╭─ MATERIAL

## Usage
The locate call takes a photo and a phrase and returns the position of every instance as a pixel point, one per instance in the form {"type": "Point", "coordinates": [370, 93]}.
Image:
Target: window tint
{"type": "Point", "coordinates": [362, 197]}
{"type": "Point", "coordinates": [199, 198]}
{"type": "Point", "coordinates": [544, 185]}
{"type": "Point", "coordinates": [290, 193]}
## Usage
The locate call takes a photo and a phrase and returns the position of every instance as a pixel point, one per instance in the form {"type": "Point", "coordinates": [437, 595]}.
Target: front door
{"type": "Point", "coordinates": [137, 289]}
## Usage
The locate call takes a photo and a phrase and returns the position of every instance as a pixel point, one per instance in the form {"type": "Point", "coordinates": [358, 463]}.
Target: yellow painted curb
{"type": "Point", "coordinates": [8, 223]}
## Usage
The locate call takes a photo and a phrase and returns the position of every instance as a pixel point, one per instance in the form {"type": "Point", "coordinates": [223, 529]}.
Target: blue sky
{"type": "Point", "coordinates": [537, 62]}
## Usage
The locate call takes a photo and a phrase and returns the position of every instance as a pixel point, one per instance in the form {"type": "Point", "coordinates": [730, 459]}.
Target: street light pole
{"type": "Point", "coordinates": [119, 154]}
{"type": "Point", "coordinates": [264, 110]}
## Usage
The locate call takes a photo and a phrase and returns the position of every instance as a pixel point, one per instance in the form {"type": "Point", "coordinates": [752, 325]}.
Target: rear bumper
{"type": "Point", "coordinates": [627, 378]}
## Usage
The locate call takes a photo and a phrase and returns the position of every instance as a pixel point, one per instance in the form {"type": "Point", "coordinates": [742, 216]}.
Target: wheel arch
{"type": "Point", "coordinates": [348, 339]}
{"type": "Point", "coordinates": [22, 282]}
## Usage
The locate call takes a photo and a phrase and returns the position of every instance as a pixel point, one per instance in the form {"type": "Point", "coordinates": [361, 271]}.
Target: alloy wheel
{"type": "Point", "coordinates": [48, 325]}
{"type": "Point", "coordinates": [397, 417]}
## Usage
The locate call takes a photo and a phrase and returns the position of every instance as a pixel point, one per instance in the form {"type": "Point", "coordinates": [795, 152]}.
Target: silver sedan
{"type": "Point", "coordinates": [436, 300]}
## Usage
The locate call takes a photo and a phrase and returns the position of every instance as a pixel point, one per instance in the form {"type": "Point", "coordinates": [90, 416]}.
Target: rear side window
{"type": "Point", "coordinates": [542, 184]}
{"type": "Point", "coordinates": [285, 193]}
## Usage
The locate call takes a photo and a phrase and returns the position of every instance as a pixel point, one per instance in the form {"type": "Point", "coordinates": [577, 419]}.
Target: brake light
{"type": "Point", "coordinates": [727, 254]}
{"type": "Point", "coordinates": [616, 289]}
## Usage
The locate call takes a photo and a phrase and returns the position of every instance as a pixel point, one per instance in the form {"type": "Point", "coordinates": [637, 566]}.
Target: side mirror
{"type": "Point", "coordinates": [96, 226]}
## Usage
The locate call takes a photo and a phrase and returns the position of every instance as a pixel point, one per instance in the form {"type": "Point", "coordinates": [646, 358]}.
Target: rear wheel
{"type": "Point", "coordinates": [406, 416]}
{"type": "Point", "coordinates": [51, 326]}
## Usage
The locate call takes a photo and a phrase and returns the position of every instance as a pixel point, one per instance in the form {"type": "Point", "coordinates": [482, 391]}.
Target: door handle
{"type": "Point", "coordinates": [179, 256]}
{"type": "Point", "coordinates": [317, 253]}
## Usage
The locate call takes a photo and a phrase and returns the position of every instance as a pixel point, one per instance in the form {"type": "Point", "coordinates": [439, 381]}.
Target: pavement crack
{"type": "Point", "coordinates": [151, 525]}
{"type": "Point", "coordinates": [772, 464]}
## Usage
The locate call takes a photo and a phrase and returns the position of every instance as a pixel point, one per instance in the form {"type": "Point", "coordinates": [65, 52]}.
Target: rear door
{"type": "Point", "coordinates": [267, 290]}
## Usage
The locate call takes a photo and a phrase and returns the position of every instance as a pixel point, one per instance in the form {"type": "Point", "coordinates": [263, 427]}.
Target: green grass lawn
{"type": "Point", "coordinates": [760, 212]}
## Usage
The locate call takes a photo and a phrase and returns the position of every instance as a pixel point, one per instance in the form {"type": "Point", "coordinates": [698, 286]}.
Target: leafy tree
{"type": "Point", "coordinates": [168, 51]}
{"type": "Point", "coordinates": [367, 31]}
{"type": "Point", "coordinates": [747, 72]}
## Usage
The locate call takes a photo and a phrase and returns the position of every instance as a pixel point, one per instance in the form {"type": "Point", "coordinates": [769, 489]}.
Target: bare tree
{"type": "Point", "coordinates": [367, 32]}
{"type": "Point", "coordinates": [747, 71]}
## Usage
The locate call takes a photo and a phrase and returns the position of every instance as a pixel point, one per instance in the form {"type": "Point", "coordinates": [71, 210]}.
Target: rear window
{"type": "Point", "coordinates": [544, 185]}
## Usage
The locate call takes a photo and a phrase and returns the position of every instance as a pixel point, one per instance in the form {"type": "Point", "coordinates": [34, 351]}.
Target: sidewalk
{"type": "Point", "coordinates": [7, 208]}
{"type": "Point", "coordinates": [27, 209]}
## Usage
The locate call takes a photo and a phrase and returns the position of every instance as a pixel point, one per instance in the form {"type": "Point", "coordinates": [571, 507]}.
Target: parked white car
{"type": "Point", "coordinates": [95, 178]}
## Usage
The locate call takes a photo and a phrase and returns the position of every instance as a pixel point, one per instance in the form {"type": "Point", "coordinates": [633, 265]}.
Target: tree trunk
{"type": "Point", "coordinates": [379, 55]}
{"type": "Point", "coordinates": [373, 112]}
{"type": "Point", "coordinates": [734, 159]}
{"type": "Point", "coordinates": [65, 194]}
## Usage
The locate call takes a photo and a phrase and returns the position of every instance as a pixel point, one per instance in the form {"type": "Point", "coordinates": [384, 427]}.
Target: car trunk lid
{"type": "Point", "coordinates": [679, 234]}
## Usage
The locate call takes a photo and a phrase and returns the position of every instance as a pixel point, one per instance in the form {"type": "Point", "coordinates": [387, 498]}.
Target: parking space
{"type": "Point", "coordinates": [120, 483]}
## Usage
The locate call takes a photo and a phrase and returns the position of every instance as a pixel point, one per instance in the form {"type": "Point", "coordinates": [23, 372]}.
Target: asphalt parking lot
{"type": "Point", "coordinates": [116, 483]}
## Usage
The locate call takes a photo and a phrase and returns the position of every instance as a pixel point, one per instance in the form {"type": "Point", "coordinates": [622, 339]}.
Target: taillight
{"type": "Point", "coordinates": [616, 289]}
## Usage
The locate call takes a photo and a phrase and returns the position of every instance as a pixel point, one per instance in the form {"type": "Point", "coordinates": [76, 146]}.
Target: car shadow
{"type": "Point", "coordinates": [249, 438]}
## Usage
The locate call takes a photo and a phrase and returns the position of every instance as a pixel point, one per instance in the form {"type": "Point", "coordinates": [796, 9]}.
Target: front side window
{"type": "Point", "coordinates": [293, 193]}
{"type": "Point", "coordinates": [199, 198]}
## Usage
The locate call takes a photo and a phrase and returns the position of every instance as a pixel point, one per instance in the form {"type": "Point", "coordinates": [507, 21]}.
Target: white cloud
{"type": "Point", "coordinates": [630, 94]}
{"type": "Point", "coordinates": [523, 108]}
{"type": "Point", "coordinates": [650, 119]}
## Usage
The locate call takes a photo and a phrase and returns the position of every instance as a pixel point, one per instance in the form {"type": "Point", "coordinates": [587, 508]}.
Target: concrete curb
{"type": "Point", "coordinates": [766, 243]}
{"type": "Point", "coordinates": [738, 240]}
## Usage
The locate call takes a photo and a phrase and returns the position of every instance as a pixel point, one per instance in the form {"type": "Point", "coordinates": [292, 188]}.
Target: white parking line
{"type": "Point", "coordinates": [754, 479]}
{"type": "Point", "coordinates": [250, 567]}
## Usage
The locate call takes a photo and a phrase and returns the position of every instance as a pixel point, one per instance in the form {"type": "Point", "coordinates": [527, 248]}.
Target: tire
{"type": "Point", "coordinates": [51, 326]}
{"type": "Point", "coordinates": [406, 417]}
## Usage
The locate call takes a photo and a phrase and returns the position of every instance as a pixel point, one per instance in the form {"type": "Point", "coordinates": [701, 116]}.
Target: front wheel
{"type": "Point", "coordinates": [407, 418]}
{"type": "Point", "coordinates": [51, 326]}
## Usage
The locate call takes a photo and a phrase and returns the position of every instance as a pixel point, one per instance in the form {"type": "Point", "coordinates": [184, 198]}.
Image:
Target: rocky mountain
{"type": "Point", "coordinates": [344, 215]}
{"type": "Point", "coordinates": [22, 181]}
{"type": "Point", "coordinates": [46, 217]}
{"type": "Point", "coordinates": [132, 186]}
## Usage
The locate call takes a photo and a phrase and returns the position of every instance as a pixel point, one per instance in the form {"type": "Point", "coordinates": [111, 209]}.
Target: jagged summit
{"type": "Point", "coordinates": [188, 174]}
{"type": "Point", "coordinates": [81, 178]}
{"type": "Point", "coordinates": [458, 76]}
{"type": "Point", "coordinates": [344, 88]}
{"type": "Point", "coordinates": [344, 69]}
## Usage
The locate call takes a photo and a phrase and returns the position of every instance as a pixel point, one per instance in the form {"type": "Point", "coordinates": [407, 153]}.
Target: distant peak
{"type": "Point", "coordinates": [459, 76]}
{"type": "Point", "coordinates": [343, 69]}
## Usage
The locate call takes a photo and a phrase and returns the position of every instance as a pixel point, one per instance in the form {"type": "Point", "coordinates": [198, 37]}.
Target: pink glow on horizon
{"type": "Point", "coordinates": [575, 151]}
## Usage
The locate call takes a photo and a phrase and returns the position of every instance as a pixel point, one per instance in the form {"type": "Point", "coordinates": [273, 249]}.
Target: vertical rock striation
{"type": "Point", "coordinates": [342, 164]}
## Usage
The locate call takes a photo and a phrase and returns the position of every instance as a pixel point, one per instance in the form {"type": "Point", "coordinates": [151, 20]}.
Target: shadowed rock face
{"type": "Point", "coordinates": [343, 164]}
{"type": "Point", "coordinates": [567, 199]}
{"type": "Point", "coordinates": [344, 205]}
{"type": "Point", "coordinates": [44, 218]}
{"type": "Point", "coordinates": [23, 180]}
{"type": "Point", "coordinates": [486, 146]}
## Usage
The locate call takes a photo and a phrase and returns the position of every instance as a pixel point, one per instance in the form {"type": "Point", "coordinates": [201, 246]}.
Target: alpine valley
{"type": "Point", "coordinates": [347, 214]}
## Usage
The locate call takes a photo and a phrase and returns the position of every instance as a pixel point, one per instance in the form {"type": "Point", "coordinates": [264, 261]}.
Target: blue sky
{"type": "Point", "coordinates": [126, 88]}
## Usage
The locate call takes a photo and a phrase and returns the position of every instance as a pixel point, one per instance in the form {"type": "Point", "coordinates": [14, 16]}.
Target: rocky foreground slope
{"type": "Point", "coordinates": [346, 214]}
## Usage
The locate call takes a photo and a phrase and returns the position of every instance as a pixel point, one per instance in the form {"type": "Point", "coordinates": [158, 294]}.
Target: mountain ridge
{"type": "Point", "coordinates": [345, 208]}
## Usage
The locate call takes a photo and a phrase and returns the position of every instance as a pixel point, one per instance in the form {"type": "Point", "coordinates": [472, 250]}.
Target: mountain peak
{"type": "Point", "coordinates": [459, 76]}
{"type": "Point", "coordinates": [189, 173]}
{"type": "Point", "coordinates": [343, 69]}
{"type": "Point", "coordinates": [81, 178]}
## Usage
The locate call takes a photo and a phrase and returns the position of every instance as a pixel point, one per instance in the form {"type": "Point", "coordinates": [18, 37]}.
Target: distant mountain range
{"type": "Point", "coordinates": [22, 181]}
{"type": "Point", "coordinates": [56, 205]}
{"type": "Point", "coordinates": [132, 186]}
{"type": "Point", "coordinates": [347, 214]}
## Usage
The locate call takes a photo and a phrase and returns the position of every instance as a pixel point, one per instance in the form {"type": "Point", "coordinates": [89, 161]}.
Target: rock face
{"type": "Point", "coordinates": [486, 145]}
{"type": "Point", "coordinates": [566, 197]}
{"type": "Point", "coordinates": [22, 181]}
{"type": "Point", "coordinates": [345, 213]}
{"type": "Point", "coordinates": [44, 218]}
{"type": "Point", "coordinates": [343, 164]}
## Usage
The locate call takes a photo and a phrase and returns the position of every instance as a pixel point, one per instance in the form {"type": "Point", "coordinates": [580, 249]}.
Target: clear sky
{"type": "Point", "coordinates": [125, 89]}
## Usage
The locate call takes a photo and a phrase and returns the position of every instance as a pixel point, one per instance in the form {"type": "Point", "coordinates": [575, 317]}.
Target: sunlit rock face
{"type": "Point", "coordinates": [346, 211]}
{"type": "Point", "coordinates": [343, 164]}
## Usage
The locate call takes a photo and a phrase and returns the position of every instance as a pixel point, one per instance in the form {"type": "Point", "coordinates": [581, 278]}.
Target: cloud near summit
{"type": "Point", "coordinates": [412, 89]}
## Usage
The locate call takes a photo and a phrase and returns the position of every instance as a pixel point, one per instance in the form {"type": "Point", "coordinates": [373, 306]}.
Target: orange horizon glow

╰─

→ **AIM**
How many lines of the items above contain the word "rocky"? Give only the number.

→ **TASK OUTPUT**
2